WORK TO DO | Rewrite all of the rows below, swapping every "Objective" for "Goal" and changing nothing else. Leave the pictures out of your copy.

[Start]

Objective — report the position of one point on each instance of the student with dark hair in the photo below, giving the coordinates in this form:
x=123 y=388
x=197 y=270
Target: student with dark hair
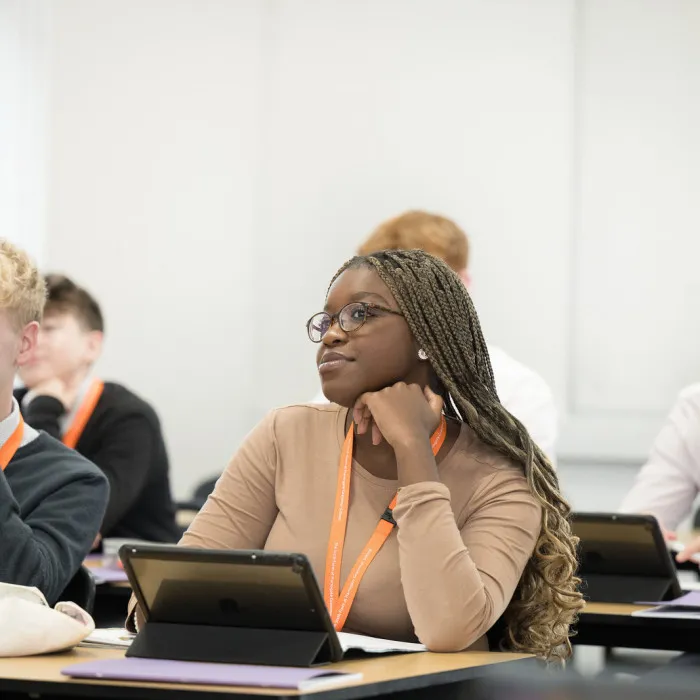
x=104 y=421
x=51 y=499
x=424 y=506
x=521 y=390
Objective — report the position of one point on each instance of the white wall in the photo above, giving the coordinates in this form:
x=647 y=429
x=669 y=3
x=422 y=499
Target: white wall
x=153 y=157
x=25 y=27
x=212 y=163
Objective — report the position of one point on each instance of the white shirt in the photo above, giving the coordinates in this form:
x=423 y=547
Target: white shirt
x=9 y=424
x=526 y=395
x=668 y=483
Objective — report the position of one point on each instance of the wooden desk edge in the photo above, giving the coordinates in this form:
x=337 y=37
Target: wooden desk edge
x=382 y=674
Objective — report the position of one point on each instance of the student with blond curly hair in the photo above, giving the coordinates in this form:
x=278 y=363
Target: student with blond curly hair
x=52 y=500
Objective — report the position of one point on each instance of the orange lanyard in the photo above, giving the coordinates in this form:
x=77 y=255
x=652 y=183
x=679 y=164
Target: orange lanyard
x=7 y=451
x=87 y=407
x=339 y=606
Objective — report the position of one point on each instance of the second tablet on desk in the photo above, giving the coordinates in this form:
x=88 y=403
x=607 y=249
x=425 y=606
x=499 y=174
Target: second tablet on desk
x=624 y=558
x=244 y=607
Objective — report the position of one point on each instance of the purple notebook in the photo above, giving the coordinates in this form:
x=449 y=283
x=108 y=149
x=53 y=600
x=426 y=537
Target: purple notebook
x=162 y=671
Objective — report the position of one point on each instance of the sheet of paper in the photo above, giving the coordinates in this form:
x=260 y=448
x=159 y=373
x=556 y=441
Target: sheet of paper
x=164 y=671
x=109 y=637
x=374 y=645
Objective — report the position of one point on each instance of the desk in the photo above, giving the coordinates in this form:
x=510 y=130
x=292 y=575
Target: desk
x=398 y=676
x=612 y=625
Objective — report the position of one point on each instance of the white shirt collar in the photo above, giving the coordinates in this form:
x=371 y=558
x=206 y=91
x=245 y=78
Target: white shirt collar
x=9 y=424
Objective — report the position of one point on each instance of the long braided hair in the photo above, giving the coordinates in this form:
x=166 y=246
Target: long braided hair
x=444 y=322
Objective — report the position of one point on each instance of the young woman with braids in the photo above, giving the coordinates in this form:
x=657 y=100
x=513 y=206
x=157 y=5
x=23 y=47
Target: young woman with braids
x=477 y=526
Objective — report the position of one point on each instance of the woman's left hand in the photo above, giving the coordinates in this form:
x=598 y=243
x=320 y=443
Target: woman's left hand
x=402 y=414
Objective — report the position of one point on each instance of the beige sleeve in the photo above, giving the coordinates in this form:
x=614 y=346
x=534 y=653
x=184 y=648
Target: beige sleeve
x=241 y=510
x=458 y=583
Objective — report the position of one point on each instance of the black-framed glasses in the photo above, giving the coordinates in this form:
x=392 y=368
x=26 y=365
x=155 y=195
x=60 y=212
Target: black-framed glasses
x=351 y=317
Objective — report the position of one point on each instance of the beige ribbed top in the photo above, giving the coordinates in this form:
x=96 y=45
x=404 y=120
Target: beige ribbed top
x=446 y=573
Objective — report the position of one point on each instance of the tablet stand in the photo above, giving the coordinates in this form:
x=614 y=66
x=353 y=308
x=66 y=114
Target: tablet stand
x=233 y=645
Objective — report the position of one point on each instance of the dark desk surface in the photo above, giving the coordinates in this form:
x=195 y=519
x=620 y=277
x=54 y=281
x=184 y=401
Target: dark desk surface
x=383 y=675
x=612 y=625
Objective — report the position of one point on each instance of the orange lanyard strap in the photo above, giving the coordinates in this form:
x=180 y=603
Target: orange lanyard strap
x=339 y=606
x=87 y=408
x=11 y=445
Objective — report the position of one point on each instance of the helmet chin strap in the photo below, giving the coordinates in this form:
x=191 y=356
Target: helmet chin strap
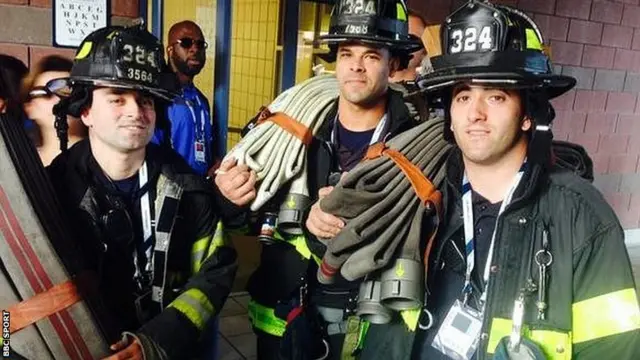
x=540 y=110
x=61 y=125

[End]

TASK OUTPUT |
Goal — report the position of one point on each instance of the student with dark hair in the photo below, giving the coordinates in this form:
x=123 y=388
x=197 y=270
Target: student with dark hair
x=104 y=421
x=51 y=499
x=424 y=506
x=521 y=390
Goal — report the position of one point on each instance of the white wall in the photo above, giving the coordinates in this form:
x=647 y=429
x=669 y=3
x=422 y=499
Target: white wall
x=153 y=157
x=25 y=27
x=212 y=163
Goal — report the position of one point on each instance of the white shirt in the photo above, giving the coordinates in this form:
x=423 y=547
Target: white shirt
x=9 y=424
x=526 y=395
x=668 y=483
Goal — report the position of one point on each instance of the wooden desk edge in the photo above, giving the coordinates in this form:
x=337 y=37
Target: wooden desk edge
x=382 y=674
Goal — report the position of one point on each instance of the student with blond curly hair in the photo above, giving the coordinates in this form:
x=278 y=363
Target: student with blond curly hair
x=52 y=500
Goal — report the position of one point on each instance of the orange lanyard in the photo above, giving the coordinates in this form:
x=77 y=255
x=652 y=183
x=679 y=164
Target: orange lanyard
x=7 y=451
x=87 y=407
x=339 y=606
Goal — report the position of one point on each instance of the second tablet on desk in the photo above, giving the coordinates in this form:
x=88 y=403
x=607 y=249
x=425 y=606
x=499 y=174
Target: second tablet on desk
x=624 y=558
x=244 y=607
Goal — report the position of one point on each instance of the purple notebook in the photo above, giving the coordinates in this form:
x=449 y=283
x=108 y=149
x=53 y=600
x=426 y=537
Target: purple notebook
x=162 y=671
Goal — report the position of one point on each instance of the sheet of paper in the photo above, giving the coordinates in this form:
x=260 y=448
x=159 y=373
x=556 y=441
Target: sheet of paper
x=164 y=671
x=109 y=637
x=374 y=645
Goal — report the position of one point on each instance of the desk in the photo above, giving the coordinates in this form:
x=510 y=130
x=292 y=575
Target: desk
x=398 y=676
x=612 y=625
Goal — report the position of one point on each instance of the white shirt collar in the photo above, giving the coordinates in this form:
x=371 y=558
x=206 y=91
x=245 y=78
Target: white shirt collar
x=9 y=424
Goal — report the position of one point on each instance of the long braided hair in the photo above, giving the coordinates in this form:
x=166 y=246
Target: long braided hair
x=444 y=322
Goal — report the position of one point on each instance of the young woman with braids in the photo above, giving the coordinates in this form:
x=657 y=100
x=513 y=206
x=157 y=5
x=23 y=47
Target: young woman with braids
x=477 y=526
Goal — report the position of one point on each instance of the woman's left hand in the photo above, giving the coordinates in this form:
x=598 y=243
x=320 y=443
Target: woman's left hand
x=402 y=414
Goal — report the position of one point on each instance of the beige sleeve in the photo above, giving the coordinates in this form:
x=614 y=346
x=534 y=653
x=184 y=648
Target: beige sleeve
x=241 y=510
x=458 y=583
Goal — report the position of one point on each instance of the black-framed glasses in the photo above, giving the coordinates in this form:
x=392 y=368
x=26 y=365
x=155 y=195
x=60 y=212
Target: black-framed glasses
x=351 y=317
Goal — report the position of one point on each instance of the beige ribbed top in the photo above, giving the coordinates in this form:
x=96 y=45
x=404 y=120
Target: beige ribbed top
x=446 y=573
Goal — report the position of one point on each instance of the tablet stand in the photo above, giving the coordinates in this form:
x=614 y=66
x=353 y=308
x=66 y=114
Target: tablet stand
x=233 y=645
Goal — report the position of one point on each instance of the dark desk surface in the photo above, giving the coordinates in this form:
x=195 y=519
x=620 y=277
x=54 y=281
x=184 y=401
Target: dark desk surface
x=383 y=675
x=612 y=625
Goal — report the position of one point on each instance of the orange lanyard strap in the photo above, giving the coordinates in this form:
x=180 y=603
Target: orange lanyard strap
x=339 y=606
x=87 y=408
x=11 y=445
Goal — report the position of one point on each instance of the helmet chin strap in the photo below, giving the coordinates in this form:
x=191 y=356
Target: helmet chin strap
x=540 y=110
x=61 y=125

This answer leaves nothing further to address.